-- Supplied entries --
##########

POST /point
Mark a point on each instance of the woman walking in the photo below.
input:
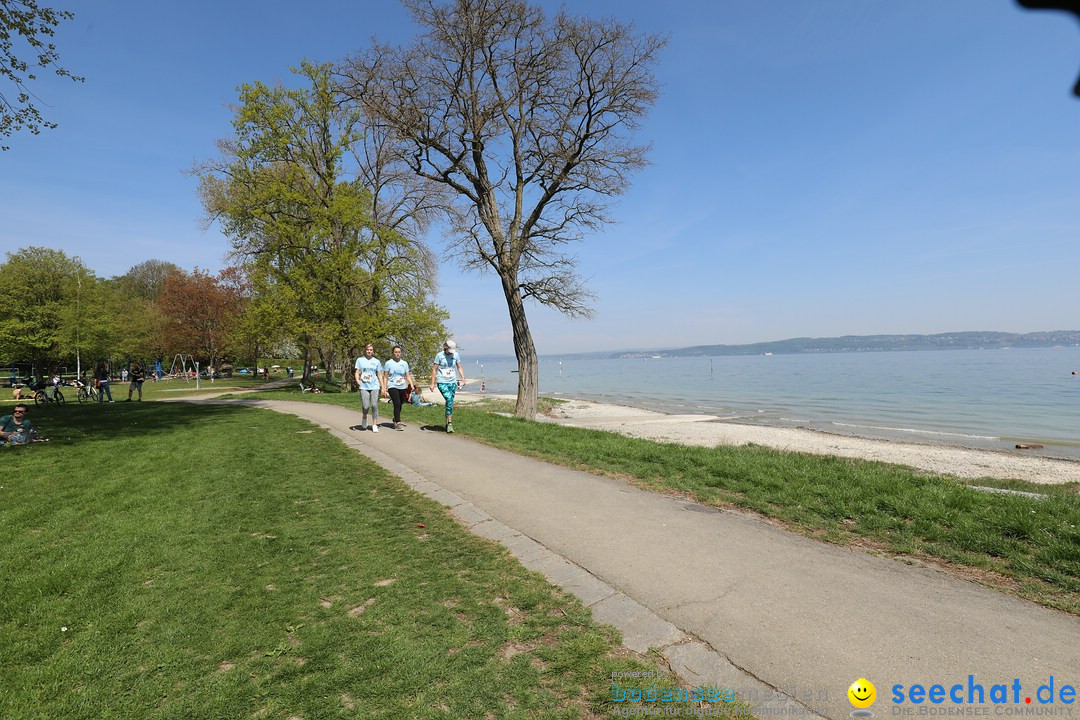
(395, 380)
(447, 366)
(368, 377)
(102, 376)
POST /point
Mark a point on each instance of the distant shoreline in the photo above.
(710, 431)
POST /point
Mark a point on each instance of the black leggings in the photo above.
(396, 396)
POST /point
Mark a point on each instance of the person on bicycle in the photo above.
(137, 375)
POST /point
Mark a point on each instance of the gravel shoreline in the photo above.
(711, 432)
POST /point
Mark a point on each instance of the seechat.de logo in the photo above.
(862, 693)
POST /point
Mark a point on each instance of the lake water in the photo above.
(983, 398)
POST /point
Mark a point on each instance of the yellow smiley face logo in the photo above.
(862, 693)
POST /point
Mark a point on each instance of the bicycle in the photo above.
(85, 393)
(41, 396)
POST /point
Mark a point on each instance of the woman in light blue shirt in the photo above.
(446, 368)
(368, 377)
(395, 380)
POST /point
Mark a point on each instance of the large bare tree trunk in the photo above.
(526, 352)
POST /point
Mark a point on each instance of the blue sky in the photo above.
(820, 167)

##########

-- Problem to solve --
Each line above gets copied exactly; leave the pictures out.

-- Exercise solution --
POST /point
Mark a point on each instance of the woman walking in the photo below.
input:
(395, 380)
(447, 366)
(368, 377)
(102, 376)
POST /point
Mark a point on each instance of the distant shoreline in the photo above.
(710, 431)
POST /point
Mark a point on each instance of the black leggings in the photo above.
(396, 396)
POST /point
Mark a point on each instance of the person on bicycle in the photo above.
(137, 375)
POST /point
Mark a point on each instance of the gravel shoreline in the photo above.
(711, 432)
POST /point
Mark a point on each instance of the seechat.de logo in the photo above.
(862, 693)
POST /point
Mark a point on each instance of the lake water in the photo above.
(983, 398)
POST /point
Mark a point on each instance of the yellow smiley face logo in the photo above.
(862, 693)
POST /point
Mark a point on each instance of the bicycle in the photo above.
(85, 393)
(41, 396)
POST /point
Mark a point on each instance of the woman in light blue shirt in the photo above.
(446, 368)
(368, 377)
(395, 380)
POST /point
Mark a point on each instance of the large bare tree trunk in the photo above.
(526, 352)
POST /point
Mark a point on each instance of the blue sky in the photo above.
(820, 167)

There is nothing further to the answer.